◆ **TASK GOAL**: Copy every one of the records below without changing anything.

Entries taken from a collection
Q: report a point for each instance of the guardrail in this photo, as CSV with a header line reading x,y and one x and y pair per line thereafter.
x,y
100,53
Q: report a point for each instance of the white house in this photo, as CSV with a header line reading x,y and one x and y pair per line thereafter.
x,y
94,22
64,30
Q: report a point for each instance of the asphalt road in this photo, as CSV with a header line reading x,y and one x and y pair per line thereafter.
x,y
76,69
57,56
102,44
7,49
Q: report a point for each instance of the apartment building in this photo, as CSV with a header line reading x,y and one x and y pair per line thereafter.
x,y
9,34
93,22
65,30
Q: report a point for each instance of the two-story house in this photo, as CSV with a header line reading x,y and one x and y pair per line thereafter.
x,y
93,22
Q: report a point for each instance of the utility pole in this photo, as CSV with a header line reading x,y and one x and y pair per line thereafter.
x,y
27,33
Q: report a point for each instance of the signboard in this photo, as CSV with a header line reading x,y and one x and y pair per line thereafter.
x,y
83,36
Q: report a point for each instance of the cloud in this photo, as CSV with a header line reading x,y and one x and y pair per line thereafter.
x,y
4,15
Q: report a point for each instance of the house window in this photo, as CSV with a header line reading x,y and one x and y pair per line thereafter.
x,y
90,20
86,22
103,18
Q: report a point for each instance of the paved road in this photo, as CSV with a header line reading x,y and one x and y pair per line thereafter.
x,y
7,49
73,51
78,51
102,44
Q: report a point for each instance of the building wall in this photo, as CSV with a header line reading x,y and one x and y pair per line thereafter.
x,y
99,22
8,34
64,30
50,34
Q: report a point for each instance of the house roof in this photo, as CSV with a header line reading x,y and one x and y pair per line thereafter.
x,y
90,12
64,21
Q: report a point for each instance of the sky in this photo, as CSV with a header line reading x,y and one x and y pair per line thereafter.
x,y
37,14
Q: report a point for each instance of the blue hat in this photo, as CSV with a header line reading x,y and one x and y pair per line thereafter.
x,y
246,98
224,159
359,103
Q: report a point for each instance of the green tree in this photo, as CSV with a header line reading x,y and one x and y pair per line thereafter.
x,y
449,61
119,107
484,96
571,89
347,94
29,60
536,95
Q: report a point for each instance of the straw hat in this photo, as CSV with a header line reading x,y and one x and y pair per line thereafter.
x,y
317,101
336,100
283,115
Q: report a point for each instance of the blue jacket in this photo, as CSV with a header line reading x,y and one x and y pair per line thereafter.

◆ **RESULT OF THE EXERCISE**:
Q: report a point for each instance of the guardrail in this photo, as CSV with a header line reading x,y and one x and y pair per line thereafter.
x,y
100,53
Q: report a point for each instance of the white house in this photo, as CSV with a header line reading x,y and one x and y pair per line thereafter.
x,y
94,22
64,30
Q: report a point for each instance of the asphalt road in this photo, as CSV with a header line reading x,y and one x and y pair per line thereafter.
x,y
76,69
57,56
102,44
7,49
Q: report a point for each instance of the apartment building in this photo, as CSV with a header line reading x,y and one x and y pair per line thereafter.
x,y
9,34
93,22
65,30
Q: report a point for each instance of the two-story house in this photo, as CSV with a header line reading x,y and one x and y pair per line thereafter.
x,y
93,22
Q: report a point for each instance of the utility pole in this photo, as CSV with a header line reading x,y and one x and y pair per line thereafter.
x,y
27,33
Q: report a point for each instance of the signboard in this photo, as CSV with a header line reading x,y and one x and y pair per line thereafter.
x,y
83,36
Q: report a point for each instance of the cloud in this photo, as CSV with a header line reading x,y and one x and y pair per line thereafter.
x,y
4,15
Q: report a point for each instance of the house window in this photo, as CSV with a header line reading x,y and one x and y pair per line thereafter.
x,y
90,20
86,22
103,18
Q: report a point for each instance of the paved road in this photo, as CSV with a header line reading x,y and one x and y pair per line thereafter.
x,y
7,49
73,51
78,51
102,44
Q: report a point for each instance of the building wall in this photo, as CSV with a header line reading x,y and one x and y pair per line thereafter.
x,y
99,22
8,34
64,30
50,34
Q: report a point for each instance of the house roof in this photo, as CSV with a header line reading x,y and one x and y pair per line thereafter.
x,y
90,12
64,21
Q: report a point for each instance of the sky in this photo, as CSV with a header line reading x,y and one x and y pair per line thereafter.
x,y
37,14
Q: report a point for each instance of the blue hat in this photo, as CSV with a header line reading x,y and one x and y pair per line thereafter.
x,y
246,98
224,159
359,103
Q: report a point for each instance of the green tree in this photo, as CSV with a header line reading x,y and one x and y pair per line thereafter.
x,y
449,61
119,107
484,96
571,89
347,94
29,60
536,95
Q: report a point for each instance of the straw hat in this photo, as CSV with a header line reading x,y and one x and y pair per line thereafter.
x,y
317,101
336,100
283,115
Q: report a point for each instance of the blue jacket in this photo, as CSV with a header line reading x,y and one x and y pair per line thereafter.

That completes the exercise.